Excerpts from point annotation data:
----------
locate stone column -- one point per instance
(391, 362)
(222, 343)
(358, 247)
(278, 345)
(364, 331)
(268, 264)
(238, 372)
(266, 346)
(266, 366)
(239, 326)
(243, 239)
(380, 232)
----------
What to work on: Please show each line of the listing that contains the word "instance".

Completed exercise:
locate stone column -- one point per instance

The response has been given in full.